### EXTRACTED ENTRIES ###

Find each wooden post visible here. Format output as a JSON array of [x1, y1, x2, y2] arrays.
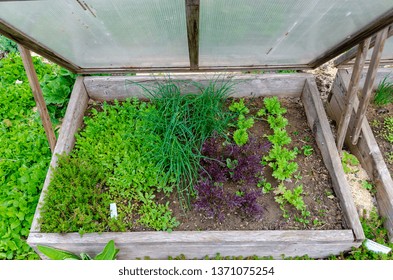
[[334, 25, 393, 67], [185, 0, 200, 70], [352, 27, 389, 145], [337, 38, 371, 154], [18, 45, 56, 153]]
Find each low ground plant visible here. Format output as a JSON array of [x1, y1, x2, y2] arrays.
[[374, 77, 393, 106], [0, 52, 72, 259]]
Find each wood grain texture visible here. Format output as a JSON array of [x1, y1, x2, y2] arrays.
[[0, 18, 80, 73], [337, 38, 371, 153], [85, 74, 312, 101], [308, 9, 393, 68], [302, 79, 365, 240], [30, 77, 89, 232], [18, 45, 56, 153], [327, 69, 393, 241], [352, 28, 388, 145], [185, 0, 199, 70], [334, 25, 393, 67], [28, 230, 361, 259]]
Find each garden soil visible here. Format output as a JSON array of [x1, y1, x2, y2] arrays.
[[159, 98, 346, 231]]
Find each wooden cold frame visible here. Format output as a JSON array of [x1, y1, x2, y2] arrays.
[[27, 74, 365, 259], [327, 68, 393, 241]]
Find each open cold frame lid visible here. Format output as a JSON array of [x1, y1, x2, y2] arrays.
[[0, 0, 393, 74]]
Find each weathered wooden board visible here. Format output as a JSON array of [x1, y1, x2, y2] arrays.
[[18, 45, 56, 153], [84, 74, 312, 101], [27, 74, 363, 259], [30, 77, 89, 232], [29, 230, 360, 259], [327, 69, 393, 240], [302, 79, 365, 240]]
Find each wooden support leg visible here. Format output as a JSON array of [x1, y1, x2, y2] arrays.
[[18, 45, 56, 153], [352, 28, 388, 145], [186, 0, 200, 70], [337, 38, 371, 153]]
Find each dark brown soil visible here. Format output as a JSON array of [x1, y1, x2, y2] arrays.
[[160, 98, 344, 231], [367, 101, 393, 176]]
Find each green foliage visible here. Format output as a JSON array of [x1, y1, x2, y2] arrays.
[[263, 96, 287, 116], [40, 99, 177, 233], [139, 200, 180, 232], [229, 98, 250, 115], [258, 97, 312, 224], [0, 35, 18, 53], [374, 77, 393, 106], [302, 145, 314, 157], [37, 240, 119, 260], [141, 80, 232, 208], [0, 53, 74, 259], [229, 99, 254, 146], [233, 129, 248, 146], [41, 68, 76, 124], [341, 151, 360, 173], [341, 209, 393, 260]]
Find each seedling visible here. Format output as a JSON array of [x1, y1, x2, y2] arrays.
[[374, 77, 393, 106], [302, 145, 314, 157], [341, 151, 360, 173]]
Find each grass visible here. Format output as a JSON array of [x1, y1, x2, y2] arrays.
[[374, 77, 393, 106], [136, 80, 232, 208]]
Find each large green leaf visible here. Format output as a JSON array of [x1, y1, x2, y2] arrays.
[[37, 245, 80, 260], [94, 240, 119, 260]]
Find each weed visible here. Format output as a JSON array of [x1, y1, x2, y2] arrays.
[[138, 80, 231, 208], [386, 152, 393, 164], [229, 99, 254, 146], [374, 77, 393, 106], [341, 151, 360, 173], [302, 145, 314, 157], [382, 117, 393, 144]]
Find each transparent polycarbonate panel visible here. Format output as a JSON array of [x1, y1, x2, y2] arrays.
[[0, 0, 189, 68], [199, 0, 393, 66]]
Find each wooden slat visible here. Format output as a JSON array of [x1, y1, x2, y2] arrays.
[[28, 230, 361, 259], [334, 26, 393, 67], [352, 28, 388, 145], [30, 77, 89, 232], [185, 0, 200, 70], [18, 45, 56, 153], [0, 18, 80, 73], [302, 79, 365, 240], [327, 69, 393, 242], [337, 38, 371, 153], [85, 74, 312, 101]]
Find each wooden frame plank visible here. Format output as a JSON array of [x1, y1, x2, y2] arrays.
[[18, 45, 56, 153], [27, 74, 362, 259], [84, 74, 313, 101], [327, 69, 393, 241], [28, 230, 361, 259], [302, 79, 365, 240], [334, 25, 393, 67], [309, 9, 393, 68], [352, 28, 388, 145], [337, 38, 371, 153], [185, 0, 200, 70], [0, 8, 393, 74], [30, 77, 89, 232]]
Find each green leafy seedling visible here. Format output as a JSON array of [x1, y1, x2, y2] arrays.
[[37, 240, 119, 260]]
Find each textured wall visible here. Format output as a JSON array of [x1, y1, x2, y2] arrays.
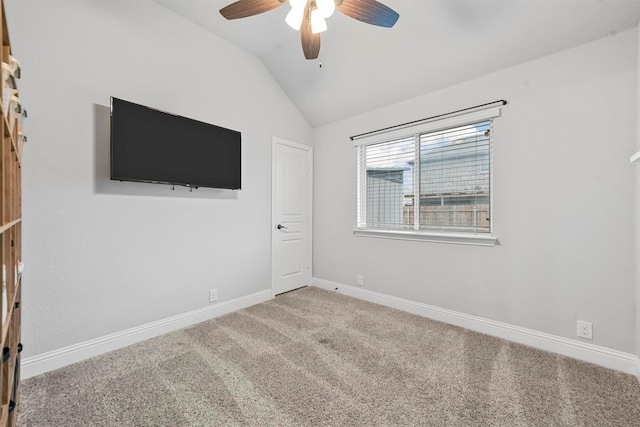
[[313, 29, 638, 353], [6, 1, 311, 356]]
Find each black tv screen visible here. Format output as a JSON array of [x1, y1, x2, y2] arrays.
[[111, 97, 241, 190]]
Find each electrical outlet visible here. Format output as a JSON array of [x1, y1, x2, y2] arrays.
[[578, 320, 593, 340]]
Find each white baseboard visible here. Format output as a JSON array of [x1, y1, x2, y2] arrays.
[[313, 277, 640, 381], [20, 289, 273, 379]]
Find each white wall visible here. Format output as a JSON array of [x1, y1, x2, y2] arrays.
[[313, 29, 638, 353], [632, 20, 640, 368], [5, 1, 311, 357]]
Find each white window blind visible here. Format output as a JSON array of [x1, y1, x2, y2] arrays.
[[357, 117, 493, 233]]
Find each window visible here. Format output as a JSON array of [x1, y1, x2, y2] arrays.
[[356, 108, 495, 245]]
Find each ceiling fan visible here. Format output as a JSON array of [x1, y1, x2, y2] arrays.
[[220, 0, 400, 59]]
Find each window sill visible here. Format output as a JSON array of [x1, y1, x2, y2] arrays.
[[353, 228, 498, 246]]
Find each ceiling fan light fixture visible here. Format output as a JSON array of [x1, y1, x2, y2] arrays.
[[285, 8, 304, 31], [289, 0, 307, 12], [316, 0, 336, 18], [311, 9, 327, 34]]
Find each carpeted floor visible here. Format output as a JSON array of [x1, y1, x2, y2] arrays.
[[18, 287, 640, 427]]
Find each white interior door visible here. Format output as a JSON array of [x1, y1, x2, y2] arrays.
[[271, 137, 313, 295]]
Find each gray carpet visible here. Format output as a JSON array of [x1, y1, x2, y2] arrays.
[[18, 287, 640, 427]]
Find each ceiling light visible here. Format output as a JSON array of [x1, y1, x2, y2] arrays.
[[311, 9, 327, 34], [316, 0, 336, 18], [285, 8, 304, 31]]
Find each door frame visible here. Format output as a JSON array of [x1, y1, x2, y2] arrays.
[[270, 136, 313, 298]]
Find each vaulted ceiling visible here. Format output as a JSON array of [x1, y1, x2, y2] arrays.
[[155, 0, 640, 127]]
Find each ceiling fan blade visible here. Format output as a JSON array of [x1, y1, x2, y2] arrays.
[[336, 0, 400, 28], [220, 0, 287, 19], [300, 3, 320, 59]]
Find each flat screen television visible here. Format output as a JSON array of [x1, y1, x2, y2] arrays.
[[111, 97, 242, 190]]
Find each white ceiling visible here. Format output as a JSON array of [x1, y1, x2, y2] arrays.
[[155, 0, 640, 127]]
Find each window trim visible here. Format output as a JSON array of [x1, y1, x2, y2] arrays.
[[353, 103, 501, 246], [353, 228, 498, 246]]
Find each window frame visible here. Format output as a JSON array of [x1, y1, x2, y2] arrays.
[[353, 107, 501, 246]]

###

Please put the material into a JSON list of strings, one string per line and no blank lines, beginning at the line that contains "Find each transparent" and stopping after the line that contains "77, 89, 232]]".

[
  "Find each transparent polycarbonate panel visible here. Format output as a JSON array of [x1, y1, x2, y2] arrays.",
  "[[0, 0, 189, 68], [199, 0, 393, 66]]",
  "Find each wooden slat visible here. Format output as a JSON array of [x1, y1, x2, y2] arrays.",
  "[[28, 230, 361, 259], [334, 26, 393, 67], [352, 28, 388, 145], [30, 77, 89, 232], [185, 0, 200, 70], [18, 45, 56, 153], [0, 18, 80, 73], [302, 79, 365, 240], [327, 69, 393, 242], [337, 38, 371, 153], [85, 74, 312, 101]]",
  "Find each wooden frame plank visible here. Format output as a JSON array of [x1, y1, x2, y2] arrays.",
  "[[18, 45, 56, 153], [27, 74, 362, 259], [84, 74, 313, 101], [327, 69, 393, 241], [28, 230, 361, 259], [302, 79, 365, 240], [334, 25, 393, 67], [309, 9, 393, 68], [352, 28, 388, 145], [337, 38, 371, 153], [185, 0, 200, 70], [0, 8, 393, 74], [30, 77, 89, 232]]"
]